### EXERCISE
Look through the listing below and report how many lines contain "turret", as a bare number.

### DATA FOR THE TASK
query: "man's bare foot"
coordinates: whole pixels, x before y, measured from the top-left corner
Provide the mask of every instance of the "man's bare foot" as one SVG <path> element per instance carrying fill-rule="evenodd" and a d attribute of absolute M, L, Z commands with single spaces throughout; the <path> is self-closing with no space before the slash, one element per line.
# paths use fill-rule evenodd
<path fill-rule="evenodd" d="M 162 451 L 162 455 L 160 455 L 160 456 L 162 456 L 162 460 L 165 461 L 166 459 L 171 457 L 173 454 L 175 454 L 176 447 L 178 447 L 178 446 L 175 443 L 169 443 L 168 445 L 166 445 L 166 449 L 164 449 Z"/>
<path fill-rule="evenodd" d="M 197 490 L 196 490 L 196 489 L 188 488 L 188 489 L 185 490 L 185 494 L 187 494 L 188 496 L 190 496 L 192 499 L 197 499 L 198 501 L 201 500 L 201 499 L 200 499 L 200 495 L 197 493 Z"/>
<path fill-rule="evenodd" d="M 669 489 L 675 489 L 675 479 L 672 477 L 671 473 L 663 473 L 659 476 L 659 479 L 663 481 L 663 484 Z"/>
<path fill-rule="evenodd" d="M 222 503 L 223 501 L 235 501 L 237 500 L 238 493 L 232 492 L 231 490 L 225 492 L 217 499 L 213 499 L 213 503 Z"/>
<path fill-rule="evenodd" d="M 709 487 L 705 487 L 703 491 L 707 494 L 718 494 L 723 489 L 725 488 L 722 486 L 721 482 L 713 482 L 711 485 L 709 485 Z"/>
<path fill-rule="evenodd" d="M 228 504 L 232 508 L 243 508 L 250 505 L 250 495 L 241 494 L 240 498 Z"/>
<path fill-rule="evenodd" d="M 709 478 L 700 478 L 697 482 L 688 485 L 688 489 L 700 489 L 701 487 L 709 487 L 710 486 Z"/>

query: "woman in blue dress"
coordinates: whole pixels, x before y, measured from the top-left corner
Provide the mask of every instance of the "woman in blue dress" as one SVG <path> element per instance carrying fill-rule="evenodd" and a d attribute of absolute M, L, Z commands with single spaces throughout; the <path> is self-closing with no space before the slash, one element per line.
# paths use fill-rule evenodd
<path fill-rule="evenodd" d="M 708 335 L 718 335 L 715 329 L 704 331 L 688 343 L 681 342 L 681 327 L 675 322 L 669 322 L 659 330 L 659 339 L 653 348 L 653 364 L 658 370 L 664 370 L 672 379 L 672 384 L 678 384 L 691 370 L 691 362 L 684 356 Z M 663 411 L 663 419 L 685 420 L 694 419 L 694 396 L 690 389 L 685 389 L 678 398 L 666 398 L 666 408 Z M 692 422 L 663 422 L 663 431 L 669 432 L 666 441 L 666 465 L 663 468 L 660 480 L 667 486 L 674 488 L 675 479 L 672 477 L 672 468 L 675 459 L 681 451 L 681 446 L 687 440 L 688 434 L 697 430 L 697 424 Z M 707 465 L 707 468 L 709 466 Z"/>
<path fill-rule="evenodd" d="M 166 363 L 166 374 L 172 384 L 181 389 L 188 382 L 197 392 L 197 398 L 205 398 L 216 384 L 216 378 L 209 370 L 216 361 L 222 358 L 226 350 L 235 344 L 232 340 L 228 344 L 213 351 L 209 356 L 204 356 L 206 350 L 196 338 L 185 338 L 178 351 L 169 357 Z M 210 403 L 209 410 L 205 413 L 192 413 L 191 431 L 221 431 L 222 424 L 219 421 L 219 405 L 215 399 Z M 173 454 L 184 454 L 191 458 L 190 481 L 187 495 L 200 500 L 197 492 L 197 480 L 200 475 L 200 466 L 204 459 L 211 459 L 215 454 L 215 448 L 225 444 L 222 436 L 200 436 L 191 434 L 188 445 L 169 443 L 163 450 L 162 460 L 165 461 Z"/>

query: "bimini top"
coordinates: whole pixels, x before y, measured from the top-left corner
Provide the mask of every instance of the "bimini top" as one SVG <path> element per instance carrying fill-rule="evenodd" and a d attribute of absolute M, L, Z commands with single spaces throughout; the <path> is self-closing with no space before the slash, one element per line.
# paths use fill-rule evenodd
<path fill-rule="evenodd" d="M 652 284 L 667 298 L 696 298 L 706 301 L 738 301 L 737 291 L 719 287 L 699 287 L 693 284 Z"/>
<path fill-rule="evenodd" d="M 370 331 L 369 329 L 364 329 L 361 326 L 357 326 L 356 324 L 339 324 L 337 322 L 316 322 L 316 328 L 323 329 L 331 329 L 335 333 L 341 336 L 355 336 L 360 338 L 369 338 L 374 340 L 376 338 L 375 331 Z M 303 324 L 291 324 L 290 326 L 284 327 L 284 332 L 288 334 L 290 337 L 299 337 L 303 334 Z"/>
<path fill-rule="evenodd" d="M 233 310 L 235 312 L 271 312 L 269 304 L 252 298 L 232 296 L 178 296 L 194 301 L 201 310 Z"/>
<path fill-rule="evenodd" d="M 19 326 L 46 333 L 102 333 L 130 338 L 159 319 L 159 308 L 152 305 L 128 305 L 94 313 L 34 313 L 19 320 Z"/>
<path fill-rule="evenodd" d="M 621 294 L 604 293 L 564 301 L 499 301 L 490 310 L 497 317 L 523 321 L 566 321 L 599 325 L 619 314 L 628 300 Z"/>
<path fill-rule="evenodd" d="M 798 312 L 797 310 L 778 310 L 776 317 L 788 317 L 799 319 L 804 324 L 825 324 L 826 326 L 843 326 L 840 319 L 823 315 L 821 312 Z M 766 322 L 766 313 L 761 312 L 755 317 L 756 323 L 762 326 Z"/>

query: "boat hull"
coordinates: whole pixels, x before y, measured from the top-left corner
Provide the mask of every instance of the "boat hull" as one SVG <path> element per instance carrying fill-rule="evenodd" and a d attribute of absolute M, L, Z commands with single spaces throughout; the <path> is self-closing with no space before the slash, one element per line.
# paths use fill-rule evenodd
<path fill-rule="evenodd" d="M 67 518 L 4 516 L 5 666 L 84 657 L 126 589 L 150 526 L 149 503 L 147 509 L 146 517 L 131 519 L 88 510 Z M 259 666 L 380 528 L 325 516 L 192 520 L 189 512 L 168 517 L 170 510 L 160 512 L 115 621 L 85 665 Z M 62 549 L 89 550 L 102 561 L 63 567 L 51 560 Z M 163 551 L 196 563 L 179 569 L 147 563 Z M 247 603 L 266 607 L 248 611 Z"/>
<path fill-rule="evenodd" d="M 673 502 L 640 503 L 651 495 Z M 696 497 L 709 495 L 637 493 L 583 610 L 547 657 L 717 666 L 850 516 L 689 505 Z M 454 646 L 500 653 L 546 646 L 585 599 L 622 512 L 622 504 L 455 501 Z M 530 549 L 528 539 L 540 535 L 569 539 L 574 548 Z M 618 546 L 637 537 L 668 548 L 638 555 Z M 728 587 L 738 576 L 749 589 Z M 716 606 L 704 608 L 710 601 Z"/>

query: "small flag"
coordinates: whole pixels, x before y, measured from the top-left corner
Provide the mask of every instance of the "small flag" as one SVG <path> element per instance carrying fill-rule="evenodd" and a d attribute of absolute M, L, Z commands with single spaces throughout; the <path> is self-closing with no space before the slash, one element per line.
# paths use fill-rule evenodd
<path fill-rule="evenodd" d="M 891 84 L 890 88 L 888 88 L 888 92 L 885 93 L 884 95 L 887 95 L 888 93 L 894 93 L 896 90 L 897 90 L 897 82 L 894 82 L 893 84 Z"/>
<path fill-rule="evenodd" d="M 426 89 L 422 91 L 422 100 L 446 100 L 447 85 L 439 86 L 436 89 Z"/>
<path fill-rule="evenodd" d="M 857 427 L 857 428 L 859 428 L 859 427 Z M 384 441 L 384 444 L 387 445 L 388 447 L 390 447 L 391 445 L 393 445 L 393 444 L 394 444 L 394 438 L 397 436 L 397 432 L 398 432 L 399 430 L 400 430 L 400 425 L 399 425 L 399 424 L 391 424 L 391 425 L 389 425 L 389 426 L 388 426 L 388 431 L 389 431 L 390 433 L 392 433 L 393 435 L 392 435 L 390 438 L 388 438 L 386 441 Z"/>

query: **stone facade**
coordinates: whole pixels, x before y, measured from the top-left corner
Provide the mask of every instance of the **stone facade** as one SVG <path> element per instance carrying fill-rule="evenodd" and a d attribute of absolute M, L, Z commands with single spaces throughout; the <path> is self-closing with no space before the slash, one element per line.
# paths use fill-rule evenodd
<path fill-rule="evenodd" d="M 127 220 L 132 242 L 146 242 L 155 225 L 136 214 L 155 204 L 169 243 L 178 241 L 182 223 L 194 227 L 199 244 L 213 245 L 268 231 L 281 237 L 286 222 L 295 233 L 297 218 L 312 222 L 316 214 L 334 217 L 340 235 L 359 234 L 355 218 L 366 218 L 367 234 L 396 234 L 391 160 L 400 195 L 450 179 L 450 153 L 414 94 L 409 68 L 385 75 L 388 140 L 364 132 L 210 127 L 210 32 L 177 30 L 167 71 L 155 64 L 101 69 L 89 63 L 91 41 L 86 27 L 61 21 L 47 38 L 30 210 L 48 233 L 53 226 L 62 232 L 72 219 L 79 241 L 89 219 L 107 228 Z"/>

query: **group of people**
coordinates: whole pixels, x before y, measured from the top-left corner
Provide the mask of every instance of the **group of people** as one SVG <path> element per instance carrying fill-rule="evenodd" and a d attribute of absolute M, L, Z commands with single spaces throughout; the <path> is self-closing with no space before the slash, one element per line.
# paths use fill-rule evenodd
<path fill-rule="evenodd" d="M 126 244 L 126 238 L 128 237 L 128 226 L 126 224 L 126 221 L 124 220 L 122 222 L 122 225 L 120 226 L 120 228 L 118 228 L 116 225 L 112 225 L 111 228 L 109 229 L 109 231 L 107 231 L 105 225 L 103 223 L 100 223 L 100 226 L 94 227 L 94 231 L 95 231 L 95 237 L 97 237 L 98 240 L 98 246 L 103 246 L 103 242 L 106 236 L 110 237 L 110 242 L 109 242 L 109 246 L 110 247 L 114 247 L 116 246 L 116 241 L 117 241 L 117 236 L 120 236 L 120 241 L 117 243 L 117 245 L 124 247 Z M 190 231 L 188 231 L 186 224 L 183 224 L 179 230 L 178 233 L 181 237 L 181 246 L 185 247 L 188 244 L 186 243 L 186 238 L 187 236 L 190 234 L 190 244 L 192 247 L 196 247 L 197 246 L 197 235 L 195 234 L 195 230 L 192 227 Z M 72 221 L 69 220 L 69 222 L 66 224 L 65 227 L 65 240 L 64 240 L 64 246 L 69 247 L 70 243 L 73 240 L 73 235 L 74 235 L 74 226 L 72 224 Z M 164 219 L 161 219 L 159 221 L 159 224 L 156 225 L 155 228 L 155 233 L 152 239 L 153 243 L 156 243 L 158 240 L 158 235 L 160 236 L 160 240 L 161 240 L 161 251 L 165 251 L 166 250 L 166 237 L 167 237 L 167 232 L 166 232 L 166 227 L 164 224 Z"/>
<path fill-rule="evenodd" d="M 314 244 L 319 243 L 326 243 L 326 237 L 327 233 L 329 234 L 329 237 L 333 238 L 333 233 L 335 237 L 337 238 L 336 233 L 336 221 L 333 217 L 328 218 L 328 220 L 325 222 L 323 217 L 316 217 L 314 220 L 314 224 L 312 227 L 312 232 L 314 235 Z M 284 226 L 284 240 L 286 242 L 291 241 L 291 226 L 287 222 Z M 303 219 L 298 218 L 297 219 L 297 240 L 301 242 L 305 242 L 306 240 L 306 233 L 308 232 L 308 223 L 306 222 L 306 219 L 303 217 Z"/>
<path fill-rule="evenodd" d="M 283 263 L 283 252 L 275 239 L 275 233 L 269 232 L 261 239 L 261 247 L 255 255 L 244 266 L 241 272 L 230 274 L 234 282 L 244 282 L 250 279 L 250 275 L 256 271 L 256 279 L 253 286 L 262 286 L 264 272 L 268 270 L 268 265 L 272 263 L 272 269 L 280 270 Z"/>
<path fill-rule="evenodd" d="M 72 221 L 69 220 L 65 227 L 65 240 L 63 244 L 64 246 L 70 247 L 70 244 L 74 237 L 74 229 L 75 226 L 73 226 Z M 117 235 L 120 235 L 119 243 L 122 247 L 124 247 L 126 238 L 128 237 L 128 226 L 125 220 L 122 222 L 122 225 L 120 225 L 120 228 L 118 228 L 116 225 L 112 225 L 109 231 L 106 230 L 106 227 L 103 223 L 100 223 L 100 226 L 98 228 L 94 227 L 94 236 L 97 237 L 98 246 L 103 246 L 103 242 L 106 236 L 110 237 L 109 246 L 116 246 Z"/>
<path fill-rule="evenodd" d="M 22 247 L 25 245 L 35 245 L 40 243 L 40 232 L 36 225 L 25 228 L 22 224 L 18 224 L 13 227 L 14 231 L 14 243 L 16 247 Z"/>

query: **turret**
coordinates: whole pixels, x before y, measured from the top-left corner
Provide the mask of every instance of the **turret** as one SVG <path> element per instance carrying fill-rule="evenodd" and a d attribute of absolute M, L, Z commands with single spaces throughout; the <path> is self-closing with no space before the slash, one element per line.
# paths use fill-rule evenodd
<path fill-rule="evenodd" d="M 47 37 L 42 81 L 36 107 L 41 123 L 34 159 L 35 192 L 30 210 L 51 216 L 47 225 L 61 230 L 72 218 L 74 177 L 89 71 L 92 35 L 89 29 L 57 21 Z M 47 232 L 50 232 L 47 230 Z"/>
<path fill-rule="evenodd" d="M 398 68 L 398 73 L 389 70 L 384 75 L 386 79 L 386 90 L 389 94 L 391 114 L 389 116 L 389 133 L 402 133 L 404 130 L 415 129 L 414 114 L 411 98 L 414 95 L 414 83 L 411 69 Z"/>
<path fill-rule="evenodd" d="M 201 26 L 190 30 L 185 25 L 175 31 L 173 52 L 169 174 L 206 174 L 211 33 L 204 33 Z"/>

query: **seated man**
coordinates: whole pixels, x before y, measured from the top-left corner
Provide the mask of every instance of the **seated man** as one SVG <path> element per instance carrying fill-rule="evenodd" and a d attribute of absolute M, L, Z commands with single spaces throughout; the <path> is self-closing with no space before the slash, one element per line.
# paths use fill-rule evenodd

### RESULT OF THE TASK
2